• _Record excerpts_:
----
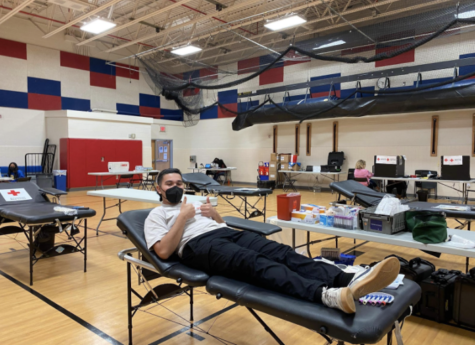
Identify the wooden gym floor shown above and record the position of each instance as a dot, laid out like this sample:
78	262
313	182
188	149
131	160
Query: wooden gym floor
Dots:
67	306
----
• _Your objective_:
Across the listing above, find each line that holds the word "wooden". Give only how many there are.

• _Response to this task_:
2